EXERCISE DIRECTIONS >>
What number of lines in the data below contain the string "hedge"? Answer with that number alone.

================================

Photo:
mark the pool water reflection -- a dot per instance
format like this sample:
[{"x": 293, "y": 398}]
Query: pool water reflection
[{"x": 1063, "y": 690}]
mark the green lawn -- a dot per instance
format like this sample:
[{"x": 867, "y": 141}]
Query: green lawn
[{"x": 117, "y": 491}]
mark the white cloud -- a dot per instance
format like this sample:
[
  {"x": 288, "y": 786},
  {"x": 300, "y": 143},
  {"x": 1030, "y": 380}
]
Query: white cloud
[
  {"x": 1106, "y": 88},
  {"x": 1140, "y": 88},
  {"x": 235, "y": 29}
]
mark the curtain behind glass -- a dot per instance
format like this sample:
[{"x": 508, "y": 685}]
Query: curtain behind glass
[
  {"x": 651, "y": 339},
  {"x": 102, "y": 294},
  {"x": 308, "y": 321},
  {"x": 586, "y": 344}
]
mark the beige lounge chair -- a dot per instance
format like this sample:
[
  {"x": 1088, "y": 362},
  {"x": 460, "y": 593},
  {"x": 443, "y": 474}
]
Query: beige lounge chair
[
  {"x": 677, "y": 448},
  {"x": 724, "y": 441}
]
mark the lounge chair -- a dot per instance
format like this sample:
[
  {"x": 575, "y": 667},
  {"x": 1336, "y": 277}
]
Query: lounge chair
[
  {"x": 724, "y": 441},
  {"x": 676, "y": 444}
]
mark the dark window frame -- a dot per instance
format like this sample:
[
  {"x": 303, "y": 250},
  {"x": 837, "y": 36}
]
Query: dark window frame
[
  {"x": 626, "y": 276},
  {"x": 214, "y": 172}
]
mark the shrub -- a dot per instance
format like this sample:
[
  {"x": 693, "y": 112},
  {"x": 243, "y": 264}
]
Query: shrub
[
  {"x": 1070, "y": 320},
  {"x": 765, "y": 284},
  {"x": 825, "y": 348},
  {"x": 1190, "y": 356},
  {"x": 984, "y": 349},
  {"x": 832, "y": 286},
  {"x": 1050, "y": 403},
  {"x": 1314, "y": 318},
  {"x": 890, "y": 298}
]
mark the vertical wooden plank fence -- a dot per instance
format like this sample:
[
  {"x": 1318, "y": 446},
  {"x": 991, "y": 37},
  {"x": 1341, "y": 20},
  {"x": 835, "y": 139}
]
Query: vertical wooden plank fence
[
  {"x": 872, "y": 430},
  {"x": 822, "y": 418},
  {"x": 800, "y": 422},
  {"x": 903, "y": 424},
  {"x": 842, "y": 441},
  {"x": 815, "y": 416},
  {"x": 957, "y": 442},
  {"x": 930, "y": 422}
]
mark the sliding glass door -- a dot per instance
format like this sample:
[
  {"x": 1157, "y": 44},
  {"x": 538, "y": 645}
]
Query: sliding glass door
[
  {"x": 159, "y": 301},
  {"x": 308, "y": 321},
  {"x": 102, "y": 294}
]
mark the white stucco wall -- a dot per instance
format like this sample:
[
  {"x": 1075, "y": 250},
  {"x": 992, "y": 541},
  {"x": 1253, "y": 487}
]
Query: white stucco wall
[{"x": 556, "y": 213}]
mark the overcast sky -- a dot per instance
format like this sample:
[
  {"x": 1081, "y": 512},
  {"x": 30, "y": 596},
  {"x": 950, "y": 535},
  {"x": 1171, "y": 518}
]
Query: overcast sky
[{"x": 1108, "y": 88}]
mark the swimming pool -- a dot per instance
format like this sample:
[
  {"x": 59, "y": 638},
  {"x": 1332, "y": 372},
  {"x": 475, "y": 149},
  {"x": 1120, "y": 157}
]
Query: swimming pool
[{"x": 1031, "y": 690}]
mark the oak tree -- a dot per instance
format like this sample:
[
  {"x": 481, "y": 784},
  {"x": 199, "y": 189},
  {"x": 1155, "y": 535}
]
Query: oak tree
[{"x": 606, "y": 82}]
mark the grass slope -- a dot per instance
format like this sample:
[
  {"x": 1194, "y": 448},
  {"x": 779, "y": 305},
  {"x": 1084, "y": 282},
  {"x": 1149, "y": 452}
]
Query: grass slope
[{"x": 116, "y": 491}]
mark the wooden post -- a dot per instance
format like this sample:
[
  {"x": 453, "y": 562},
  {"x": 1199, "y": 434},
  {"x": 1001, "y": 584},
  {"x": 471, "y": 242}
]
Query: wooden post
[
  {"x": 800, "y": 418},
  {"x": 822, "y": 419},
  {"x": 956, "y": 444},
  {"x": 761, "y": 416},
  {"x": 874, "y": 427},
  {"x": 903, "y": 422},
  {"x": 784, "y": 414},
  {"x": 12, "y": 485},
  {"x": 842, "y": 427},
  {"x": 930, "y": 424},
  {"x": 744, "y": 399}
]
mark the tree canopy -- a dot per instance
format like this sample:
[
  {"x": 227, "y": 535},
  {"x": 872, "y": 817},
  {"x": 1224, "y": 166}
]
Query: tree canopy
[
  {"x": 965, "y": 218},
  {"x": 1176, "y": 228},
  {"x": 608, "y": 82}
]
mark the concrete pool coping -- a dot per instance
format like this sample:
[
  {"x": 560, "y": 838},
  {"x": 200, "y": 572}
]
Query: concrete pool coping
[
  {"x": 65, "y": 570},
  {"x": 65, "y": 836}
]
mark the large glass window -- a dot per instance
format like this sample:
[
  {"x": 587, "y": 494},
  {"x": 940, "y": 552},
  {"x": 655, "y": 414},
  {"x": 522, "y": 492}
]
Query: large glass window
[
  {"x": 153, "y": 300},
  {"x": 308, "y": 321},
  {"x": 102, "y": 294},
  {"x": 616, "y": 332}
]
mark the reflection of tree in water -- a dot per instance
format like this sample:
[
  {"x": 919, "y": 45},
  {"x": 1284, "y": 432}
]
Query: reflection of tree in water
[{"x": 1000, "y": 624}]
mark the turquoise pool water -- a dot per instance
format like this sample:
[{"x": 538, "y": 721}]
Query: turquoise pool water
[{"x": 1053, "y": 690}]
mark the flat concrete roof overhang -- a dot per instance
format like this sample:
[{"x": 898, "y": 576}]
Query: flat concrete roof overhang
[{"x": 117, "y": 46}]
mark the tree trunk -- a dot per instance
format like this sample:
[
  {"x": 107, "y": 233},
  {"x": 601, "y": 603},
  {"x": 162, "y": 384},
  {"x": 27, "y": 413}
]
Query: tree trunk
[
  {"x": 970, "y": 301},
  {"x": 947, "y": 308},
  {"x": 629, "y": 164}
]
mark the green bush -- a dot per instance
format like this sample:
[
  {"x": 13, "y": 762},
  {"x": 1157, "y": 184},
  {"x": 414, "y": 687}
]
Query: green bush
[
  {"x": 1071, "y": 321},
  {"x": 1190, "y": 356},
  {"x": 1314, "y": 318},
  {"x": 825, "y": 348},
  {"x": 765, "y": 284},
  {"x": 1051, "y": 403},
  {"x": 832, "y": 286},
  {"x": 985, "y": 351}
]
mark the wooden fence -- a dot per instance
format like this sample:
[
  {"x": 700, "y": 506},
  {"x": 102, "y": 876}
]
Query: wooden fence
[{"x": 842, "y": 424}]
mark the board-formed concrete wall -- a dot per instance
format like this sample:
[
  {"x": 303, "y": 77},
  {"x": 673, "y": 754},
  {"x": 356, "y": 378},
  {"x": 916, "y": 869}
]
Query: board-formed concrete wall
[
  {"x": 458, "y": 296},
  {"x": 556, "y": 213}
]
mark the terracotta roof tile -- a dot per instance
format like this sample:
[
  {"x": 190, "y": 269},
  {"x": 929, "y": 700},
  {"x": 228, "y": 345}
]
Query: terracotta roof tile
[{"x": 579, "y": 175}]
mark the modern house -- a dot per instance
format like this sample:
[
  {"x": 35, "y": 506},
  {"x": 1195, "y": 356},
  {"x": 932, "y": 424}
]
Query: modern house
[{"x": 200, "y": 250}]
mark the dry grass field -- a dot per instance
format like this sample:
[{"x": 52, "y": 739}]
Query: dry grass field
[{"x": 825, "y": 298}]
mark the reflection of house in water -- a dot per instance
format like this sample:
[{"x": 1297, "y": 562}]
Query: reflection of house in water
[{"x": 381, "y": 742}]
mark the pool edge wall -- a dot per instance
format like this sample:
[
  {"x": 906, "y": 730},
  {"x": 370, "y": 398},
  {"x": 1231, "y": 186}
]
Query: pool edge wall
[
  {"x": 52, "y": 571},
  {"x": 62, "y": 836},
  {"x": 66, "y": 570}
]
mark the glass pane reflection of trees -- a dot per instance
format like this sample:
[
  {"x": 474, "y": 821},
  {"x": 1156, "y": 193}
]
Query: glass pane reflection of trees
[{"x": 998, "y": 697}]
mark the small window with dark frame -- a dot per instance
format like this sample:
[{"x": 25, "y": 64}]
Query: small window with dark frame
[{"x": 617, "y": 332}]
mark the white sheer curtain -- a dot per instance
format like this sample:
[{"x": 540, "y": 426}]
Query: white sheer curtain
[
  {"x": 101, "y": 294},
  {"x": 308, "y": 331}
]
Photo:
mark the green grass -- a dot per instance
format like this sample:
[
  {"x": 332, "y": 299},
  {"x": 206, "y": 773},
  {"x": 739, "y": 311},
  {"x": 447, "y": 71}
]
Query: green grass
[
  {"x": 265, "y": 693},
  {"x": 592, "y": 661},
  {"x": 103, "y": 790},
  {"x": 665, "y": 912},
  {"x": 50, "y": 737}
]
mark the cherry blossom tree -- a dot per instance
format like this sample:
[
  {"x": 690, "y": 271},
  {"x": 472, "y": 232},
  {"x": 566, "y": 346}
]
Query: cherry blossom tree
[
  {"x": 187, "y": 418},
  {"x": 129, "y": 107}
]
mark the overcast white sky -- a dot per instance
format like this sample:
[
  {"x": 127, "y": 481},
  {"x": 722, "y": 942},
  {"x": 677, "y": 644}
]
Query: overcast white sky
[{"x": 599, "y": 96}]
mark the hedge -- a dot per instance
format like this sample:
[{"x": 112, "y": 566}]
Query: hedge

================================

RESPONSE BOX >>
2